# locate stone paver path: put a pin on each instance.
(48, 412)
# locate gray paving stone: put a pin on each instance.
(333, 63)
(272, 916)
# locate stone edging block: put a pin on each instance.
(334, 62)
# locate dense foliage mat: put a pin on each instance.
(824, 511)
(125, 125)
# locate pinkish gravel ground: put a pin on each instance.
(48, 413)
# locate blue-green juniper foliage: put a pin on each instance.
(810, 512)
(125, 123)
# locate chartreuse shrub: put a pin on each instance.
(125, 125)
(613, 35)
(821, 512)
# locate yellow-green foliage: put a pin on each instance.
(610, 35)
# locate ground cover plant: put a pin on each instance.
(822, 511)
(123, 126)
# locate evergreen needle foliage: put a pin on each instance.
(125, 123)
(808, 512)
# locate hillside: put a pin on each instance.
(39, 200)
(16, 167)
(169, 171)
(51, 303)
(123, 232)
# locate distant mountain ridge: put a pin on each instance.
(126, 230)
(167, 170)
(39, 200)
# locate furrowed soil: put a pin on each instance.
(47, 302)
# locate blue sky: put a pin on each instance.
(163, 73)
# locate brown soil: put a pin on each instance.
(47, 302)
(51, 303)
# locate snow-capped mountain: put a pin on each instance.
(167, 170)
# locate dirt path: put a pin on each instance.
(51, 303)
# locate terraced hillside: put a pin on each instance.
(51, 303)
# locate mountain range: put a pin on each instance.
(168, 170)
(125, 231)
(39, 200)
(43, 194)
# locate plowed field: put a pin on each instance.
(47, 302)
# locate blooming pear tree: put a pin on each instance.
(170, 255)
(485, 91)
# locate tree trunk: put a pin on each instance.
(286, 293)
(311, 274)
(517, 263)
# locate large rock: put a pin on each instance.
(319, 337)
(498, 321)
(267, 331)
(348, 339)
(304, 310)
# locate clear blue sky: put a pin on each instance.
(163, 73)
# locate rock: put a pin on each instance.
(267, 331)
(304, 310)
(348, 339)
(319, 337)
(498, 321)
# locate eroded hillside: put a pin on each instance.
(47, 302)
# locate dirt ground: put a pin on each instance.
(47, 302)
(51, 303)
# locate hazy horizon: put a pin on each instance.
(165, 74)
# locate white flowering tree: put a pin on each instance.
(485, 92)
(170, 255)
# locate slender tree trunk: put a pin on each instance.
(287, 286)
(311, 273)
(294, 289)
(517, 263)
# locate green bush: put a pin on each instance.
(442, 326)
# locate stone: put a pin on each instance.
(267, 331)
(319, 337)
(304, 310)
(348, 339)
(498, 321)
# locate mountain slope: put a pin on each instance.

——

» **PROBLEM STATEMENT**: Give back exactly the lines from the one containing "# locate blue sky: put" to the end of the material, both ends included.

» **SOLUTION TO THE PROBLEM**:
# locate blue sky: put a pin on each instance.
(163, 73)
# locate brown soil: put a pin on each instance.
(47, 302)
(51, 303)
# locate snow-capped mountain: put a pin on each instance.
(167, 170)
# locate dirt path: put a pin on each instance.
(51, 303)
# locate terraced hillside: put a pin on each instance.
(51, 303)
# locate mountain range: put a pin on each instance.
(168, 170)
(125, 231)
(39, 200)
(43, 194)
# locate plowed field: put a pin on each instance.
(47, 302)
# locate blooming pear tree: put a pin on each instance.
(170, 255)
(485, 91)
# locate tree trunk: put a pin on each instance.
(286, 293)
(311, 274)
(517, 263)
# locate large rock: put a pin on each instance.
(319, 337)
(498, 321)
(267, 331)
(348, 339)
(304, 310)
# locate clear blue sky: put a pin on each instance.
(163, 73)
# locate rock: put a pin on each instance.
(267, 331)
(304, 310)
(348, 339)
(319, 337)
(498, 321)
# locate eroded hillside: put a pin on each instance.
(47, 302)
# locate dirt ground: put a pin on each instance.
(47, 302)
(51, 303)
# locate hazy horizon: put a pin on each instance.
(165, 74)
# locate white flowering tree: put a pin on each instance.
(485, 92)
(170, 255)
# locate slender tree trunk: put a pin on each instance.
(287, 286)
(311, 273)
(294, 289)
(517, 263)
# locate green bush: put a pin on each instance.
(442, 326)
# locate stone: put a pin on each instance.
(267, 331)
(319, 337)
(304, 310)
(348, 339)
(498, 321)
# locate mountain slope: put a pin on each instance.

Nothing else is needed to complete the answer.